Working data:
########
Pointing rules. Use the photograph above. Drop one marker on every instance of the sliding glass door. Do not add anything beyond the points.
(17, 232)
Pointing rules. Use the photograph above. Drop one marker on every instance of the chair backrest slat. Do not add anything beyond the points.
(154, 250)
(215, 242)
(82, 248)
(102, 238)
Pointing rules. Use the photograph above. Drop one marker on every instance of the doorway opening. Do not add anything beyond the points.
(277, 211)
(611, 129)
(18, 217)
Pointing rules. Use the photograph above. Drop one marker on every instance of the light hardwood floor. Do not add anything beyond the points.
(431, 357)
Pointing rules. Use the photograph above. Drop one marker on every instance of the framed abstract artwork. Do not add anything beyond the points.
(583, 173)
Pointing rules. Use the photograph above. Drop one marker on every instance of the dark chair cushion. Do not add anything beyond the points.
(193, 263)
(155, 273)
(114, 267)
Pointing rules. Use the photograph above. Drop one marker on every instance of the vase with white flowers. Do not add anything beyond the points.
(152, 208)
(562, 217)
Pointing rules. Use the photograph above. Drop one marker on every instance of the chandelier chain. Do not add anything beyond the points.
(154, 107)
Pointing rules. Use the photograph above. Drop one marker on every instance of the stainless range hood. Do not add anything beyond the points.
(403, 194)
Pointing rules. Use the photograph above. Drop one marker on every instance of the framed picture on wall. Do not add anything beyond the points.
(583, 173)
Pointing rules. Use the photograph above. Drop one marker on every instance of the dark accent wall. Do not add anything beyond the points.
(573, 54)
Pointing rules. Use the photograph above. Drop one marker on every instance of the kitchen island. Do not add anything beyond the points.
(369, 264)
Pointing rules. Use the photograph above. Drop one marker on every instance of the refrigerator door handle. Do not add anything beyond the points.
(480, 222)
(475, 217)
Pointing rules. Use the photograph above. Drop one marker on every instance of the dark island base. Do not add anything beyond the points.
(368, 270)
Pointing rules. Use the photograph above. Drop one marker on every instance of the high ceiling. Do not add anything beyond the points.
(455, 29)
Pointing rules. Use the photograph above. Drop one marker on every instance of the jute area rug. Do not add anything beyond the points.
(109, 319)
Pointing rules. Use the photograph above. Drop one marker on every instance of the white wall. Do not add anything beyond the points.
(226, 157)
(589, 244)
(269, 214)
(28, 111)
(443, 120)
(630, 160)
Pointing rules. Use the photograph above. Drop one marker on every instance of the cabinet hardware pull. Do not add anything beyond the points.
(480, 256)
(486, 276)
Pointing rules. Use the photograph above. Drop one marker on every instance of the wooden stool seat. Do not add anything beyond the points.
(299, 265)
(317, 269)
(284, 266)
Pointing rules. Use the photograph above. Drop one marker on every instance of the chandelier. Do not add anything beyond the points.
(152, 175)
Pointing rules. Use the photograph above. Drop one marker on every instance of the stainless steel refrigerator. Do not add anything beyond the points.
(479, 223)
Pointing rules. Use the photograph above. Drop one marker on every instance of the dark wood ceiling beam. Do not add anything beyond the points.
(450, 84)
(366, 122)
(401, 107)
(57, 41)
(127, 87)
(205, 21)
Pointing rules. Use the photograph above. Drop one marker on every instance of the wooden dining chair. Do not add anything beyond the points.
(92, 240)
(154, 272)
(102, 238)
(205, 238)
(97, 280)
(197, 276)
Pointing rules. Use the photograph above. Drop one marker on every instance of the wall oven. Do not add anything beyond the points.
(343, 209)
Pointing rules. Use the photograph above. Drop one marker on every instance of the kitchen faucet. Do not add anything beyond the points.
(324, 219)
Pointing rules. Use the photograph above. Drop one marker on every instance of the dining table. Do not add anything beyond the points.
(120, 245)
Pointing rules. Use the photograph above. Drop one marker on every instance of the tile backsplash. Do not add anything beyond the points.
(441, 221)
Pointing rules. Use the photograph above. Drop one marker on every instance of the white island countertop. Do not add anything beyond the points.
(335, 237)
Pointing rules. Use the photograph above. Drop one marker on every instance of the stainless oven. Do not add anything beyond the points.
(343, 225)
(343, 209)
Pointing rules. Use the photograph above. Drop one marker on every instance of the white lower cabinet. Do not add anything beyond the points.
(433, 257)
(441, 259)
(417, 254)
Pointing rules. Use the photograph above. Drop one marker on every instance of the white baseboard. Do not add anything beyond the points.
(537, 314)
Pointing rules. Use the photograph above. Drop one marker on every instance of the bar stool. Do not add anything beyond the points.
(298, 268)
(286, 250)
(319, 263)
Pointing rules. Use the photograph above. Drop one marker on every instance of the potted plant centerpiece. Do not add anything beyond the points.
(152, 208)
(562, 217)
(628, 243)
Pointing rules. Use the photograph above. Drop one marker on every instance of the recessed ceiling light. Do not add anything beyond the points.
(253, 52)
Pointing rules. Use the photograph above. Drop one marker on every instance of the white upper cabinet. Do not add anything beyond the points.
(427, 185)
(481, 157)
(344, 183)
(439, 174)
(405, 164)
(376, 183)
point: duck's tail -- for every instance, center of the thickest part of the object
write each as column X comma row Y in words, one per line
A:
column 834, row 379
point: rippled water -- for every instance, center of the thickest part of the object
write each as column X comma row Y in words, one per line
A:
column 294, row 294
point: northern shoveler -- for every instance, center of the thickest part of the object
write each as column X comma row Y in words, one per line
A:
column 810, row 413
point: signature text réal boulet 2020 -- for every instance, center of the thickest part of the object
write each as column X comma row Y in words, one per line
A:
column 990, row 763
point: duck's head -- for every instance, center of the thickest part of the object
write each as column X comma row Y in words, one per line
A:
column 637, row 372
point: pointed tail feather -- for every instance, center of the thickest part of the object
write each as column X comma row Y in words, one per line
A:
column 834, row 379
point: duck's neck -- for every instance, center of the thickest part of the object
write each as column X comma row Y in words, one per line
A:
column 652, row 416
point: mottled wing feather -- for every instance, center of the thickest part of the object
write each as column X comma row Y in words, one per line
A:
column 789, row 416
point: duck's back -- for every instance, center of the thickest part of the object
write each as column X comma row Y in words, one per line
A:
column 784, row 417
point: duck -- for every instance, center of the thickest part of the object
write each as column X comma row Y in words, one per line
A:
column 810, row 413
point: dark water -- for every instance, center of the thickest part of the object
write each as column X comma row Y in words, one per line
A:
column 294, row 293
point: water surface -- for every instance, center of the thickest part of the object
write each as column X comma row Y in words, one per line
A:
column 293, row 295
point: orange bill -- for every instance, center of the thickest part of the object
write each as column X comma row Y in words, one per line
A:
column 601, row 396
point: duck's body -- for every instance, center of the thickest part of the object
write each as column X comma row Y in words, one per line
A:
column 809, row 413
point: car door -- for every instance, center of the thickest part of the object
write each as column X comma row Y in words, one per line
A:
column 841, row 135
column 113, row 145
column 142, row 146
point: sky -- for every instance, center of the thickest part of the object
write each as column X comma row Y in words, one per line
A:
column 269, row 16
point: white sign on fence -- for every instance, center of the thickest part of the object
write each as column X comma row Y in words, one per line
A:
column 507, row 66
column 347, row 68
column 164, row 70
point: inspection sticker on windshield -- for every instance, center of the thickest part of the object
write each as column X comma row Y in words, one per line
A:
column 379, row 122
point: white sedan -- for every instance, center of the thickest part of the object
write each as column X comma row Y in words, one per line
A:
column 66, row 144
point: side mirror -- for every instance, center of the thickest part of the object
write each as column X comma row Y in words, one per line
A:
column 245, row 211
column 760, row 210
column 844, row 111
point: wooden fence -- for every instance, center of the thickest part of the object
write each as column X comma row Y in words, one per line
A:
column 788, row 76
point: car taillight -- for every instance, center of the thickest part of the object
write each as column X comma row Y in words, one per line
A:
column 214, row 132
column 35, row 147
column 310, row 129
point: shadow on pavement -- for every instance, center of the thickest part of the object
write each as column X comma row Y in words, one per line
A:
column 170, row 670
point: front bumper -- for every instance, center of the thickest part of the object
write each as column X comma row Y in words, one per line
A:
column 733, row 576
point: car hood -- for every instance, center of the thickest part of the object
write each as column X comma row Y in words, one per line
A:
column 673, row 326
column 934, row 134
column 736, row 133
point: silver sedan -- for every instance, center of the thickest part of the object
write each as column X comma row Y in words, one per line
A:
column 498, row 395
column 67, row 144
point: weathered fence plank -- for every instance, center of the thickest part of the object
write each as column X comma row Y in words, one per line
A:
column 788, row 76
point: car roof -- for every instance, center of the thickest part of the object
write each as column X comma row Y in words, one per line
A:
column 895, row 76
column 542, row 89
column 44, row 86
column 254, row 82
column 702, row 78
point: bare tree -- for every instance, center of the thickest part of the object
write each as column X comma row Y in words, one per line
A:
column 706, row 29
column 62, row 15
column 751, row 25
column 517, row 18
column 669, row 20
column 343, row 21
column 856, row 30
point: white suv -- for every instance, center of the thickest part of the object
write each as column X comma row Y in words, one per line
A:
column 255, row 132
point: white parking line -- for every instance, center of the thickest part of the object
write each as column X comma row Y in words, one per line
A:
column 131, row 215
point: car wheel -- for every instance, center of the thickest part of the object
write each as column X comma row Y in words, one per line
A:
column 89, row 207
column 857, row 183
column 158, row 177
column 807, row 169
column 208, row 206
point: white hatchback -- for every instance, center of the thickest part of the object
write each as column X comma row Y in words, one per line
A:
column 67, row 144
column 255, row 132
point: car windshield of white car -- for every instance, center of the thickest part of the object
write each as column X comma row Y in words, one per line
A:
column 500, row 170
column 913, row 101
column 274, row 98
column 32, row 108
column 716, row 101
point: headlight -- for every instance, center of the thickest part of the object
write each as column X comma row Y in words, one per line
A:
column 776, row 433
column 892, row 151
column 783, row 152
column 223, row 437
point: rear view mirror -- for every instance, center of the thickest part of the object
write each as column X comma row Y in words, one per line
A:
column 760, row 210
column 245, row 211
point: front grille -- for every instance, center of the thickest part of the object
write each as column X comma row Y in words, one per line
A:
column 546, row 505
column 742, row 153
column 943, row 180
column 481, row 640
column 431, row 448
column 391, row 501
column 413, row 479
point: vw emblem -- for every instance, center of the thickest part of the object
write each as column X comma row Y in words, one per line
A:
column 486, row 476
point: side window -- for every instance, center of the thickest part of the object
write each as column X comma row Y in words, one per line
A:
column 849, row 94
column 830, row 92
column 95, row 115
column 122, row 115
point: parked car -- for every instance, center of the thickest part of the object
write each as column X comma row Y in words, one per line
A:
########
Problem details:
Throughout the data above, report every line that contains the string "front".

Reply:
point: front bumper -- for every instance, center of the thickest part of the object
point: front grille -- for every instance, center of the thickest part of the object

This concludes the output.